▶ YOUR TASK:
Reproduce the material below word for word, keeping every line unchanged.

▶ DATASET RECORDS:
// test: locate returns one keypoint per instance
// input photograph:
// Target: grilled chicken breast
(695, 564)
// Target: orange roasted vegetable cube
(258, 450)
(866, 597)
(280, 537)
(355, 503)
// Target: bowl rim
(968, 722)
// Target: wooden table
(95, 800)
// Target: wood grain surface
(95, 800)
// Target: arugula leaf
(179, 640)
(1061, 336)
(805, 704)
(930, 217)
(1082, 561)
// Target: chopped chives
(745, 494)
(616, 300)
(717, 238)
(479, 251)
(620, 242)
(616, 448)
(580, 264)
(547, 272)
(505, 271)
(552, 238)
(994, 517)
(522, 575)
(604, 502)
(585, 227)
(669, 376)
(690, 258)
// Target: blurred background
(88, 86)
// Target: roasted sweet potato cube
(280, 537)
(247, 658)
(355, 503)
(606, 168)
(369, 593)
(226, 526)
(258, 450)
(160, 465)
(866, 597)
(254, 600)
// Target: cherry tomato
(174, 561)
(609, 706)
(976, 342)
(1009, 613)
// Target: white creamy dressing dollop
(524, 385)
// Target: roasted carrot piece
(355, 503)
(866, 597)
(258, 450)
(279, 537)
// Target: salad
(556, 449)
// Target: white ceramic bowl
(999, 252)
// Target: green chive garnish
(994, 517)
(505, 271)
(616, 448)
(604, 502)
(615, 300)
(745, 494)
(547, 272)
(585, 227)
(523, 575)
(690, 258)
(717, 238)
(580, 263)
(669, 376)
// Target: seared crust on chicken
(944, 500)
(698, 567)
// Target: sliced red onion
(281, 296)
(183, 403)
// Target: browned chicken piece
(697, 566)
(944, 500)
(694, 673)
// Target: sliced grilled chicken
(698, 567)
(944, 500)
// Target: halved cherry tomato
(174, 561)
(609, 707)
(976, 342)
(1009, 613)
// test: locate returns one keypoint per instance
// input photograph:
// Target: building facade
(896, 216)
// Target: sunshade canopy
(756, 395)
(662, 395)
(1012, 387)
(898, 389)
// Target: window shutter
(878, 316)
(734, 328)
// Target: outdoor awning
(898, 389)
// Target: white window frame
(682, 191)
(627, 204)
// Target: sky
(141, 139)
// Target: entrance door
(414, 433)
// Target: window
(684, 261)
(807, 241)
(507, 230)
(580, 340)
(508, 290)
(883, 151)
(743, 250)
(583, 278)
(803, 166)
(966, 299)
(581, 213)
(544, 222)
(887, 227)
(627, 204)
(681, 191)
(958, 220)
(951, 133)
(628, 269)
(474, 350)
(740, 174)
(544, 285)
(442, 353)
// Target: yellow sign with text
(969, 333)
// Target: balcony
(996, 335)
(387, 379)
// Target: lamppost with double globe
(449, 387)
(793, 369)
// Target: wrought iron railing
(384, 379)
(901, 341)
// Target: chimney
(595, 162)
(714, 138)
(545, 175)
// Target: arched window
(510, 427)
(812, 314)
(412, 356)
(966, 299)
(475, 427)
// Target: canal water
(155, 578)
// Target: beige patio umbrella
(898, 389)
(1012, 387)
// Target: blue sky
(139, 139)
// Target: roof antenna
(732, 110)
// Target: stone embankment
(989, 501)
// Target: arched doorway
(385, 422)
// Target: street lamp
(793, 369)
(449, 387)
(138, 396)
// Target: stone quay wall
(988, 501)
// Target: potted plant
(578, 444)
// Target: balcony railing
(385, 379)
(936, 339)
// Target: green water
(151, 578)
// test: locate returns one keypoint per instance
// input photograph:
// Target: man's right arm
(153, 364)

▶ REPLY:
// test: locate returns one keypoint per instance
// input photograph:
// Target: grilled chicken breast
(695, 564)
// Target: orange roasted vegetable cube
(258, 450)
(866, 597)
(280, 537)
(355, 503)
// Target: bowl rim
(968, 722)
// Target: wooden table
(95, 800)
// Target: wood grain surface
(95, 800)
// Target: arugula leaf
(179, 640)
(1061, 336)
(805, 704)
(930, 217)
(1082, 561)
// Target: chopped chives
(745, 494)
(616, 300)
(717, 238)
(479, 251)
(620, 242)
(616, 448)
(580, 264)
(547, 272)
(505, 271)
(552, 238)
(994, 517)
(522, 575)
(604, 502)
(585, 227)
(669, 376)
(690, 258)
// Target: blurred background
(88, 86)
// Target: roasted sweet potato cube
(280, 537)
(247, 658)
(355, 503)
(606, 168)
(369, 593)
(226, 526)
(258, 450)
(160, 465)
(866, 597)
(254, 600)
// Target: cherry tomato
(174, 561)
(609, 706)
(976, 342)
(1009, 613)
// Target: white creamy dressing dollop
(524, 385)
// Target: roasted carrot piece
(355, 503)
(866, 597)
(258, 450)
(279, 537)
// Target: salad
(556, 449)
// Target: white ceramic bowl
(999, 252)
// Target: green chive garnish
(994, 517)
(505, 271)
(616, 448)
(604, 502)
(615, 300)
(745, 494)
(547, 272)
(585, 227)
(523, 575)
(690, 258)
(717, 238)
(580, 263)
(669, 376)
// Target: seared crust on chicken
(944, 500)
(698, 567)
// Target: sliced red onion
(281, 296)
(183, 403)
// Target: browned chicken piece
(697, 566)
(944, 500)
(694, 673)
// Target: sliced grilled chicken
(698, 567)
(944, 500)
// Target: halved cherry tomato
(174, 561)
(609, 707)
(976, 342)
(1009, 613)
// test: locate returns one keypoint per instance
// input photograph:
// Target: building facade
(896, 216)
// Target: sunshade canopy
(756, 395)
(662, 395)
(1012, 387)
(898, 389)
// Target: window shutter
(878, 316)
(734, 328)
// Target: outdoor awning
(898, 389)
// Target: white window frame
(682, 191)
(627, 204)
// Target: sky
(141, 139)
// Target: entrance door
(414, 433)
// Target: window
(684, 261)
(807, 241)
(507, 230)
(580, 340)
(508, 290)
(883, 151)
(743, 250)
(583, 278)
(803, 166)
(966, 299)
(581, 213)
(544, 222)
(887, 227)
(627, 204)
(681, 191)
(958, 220)
(951, 133)
(628, 269)
(474, 350)
(740, 174)
(544, 285)
(442, 353)
// Target: yellow sign with text
(969, 333)
// Target: balcony
(996, 335)
(387, 379)
// Target: lamppost with double globe
(449, 387)
(793, 369)
// Target: wrought iron railing
(384, 379)
(901, 341)
// Target: chimney
(595, 162)
(714, 138)
(545, 175)
// Target: arched window
(510, 427)
(812, 314)
(412, 356)
(966, 299)
(475, 427)
// Target: canal water
(155, 578)
// Target: beige patio umbrella
(898, 389)
(1012, 387)
// Target: blue sky
(139, 139)
// Target: roof antenna
(732, 110)
// Target: stone embankment
(989, 501)
// Target: arched doorway
(385, 422)
// Target: street lamp
(793, 369)
(449, 387)
(138, 396)
// Target: stone quay wall
(988, 501)
// Target: potted plant
(578, 444)
// Target: balcony railing
(385, 379)
(936, 339)
// Target: green water
(151, 578)
// test: locate returns one keypoint per instance
// input photograph:
// Target: man's right arm
(153, 364)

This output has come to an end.